**Отрывок для чтения**
Финикийское искусство. До нас не дошло в сохранном виде ни одного значительного в художественном отношении финикийского здания, ни одного плана города, ни одной пространной надписи или памятника письменности, которые могли бы дать ясное понятие о финикийском искусстве. Ограниченность сохранившихся литературных источников и открытых памятников так же, как и недостаточная изученность их, обусловливают большую спорность многих вопросов в области Ф. и. Главных вопросов, вокруг которых сосредоточиваются споры — три. Первый — о той территории, какую охватывает Ф. и., где оно возникло и развилось и где, следовательно, нужно искать и изучать его. Под влиянием греческой традиции довольно долго держалось убеждение в широте территориального охвата Ф. и. Моверс следы его находил не только в Греции, но и в Италии и в средней Европе до самой Галлии. Новейшее изучение сильно сузило эти пределы и ограничивает территорию Ф. и. сирийским берегом и соседним островом Кипром, которые были населены финикийцами. Все же колонии, которые были раскинуты по берегам западной части Средиземного моря, отходят от Финикии, так как их считают колониями особой нации — Карфагена.

**Исходные данные**

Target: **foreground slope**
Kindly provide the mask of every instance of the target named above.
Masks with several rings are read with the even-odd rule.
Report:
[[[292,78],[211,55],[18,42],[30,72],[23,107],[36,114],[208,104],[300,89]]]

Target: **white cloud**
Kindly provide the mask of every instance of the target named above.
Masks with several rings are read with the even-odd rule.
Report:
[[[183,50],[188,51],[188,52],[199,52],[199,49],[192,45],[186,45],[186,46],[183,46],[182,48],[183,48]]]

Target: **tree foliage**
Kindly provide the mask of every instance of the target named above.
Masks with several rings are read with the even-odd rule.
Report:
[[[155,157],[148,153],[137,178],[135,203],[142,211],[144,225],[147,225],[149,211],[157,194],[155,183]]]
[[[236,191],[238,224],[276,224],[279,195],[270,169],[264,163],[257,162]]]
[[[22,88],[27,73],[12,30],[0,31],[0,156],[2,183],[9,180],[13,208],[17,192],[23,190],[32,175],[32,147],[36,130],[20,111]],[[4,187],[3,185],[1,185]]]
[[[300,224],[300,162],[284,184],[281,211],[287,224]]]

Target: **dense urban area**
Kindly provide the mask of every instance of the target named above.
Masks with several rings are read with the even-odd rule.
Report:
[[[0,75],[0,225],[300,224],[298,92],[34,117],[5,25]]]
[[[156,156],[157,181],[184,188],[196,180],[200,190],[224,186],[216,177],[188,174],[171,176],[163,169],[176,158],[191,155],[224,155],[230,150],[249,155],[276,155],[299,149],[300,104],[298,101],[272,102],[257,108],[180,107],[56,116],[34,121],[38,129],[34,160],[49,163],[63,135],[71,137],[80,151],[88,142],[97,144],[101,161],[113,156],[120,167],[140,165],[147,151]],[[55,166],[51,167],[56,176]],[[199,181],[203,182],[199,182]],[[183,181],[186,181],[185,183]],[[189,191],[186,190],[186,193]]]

**Задания**
1. Ответьте по отрывку о финикийском искусстве на три вопроса:
(a) Сколько главных вопросов, вокруг которых идут споры, называет отрывок?
(b) Где, по Моверсу, находились следы финикийского искусства?
(c) Колониями какой особой нации считают колонии на берегах западной части Средиземного моря?
2. Измените в записях строки, начиная со строки с «Target: **white cloud**» и заканчивая строкой с «[[[300,224],[300,162],[284,184],[281,211],[287,224]]]» (обе включительно): замените «Kindly» на «Please», остальное оставьте без изменений. Выведите только эти строки.
Отрывок и записи между собой никак не связаны.

**Решения заданий**
1.
(a) Три.
(b) В Греции, Италии и средней Европе до самой Галлии.
(c) Карфагена.

2.
Target: **white cloud**
Please provide the mask of every instance of the target named above.
Masks with several rings are read with the even-odd rule.
Report:
[[[183,50],[188,51],[188,52],[199,52],[199,49],[192,45],[186,45],[186,46],[183,46],[182,48],[183,48]]]

Target: **tree foliage**
Please provide the mask of every instance of the target named above.
Masks with several rings are read with the even-odd rule.
Report:
[[[155,157],[148,153],[137,178],[135,203],[142,211],[144,225],[147,225],[149,211],[157,194],[155,183]]]
[[[236,191],[238,224],[276,224],[279,195],[270,169],[264,163],[257,162]]]
[[[22,88],[27,73],[12,30],[0,31],[0,156],[2,183],[9,180],[13,208],[17,192],[23,190],[32,175],[32,147],[36,130],[20,111]],[[4,187],[3,185],[1,185]]]
[[[300,224],[300,162],[284,184],[281,211],[287,224]]]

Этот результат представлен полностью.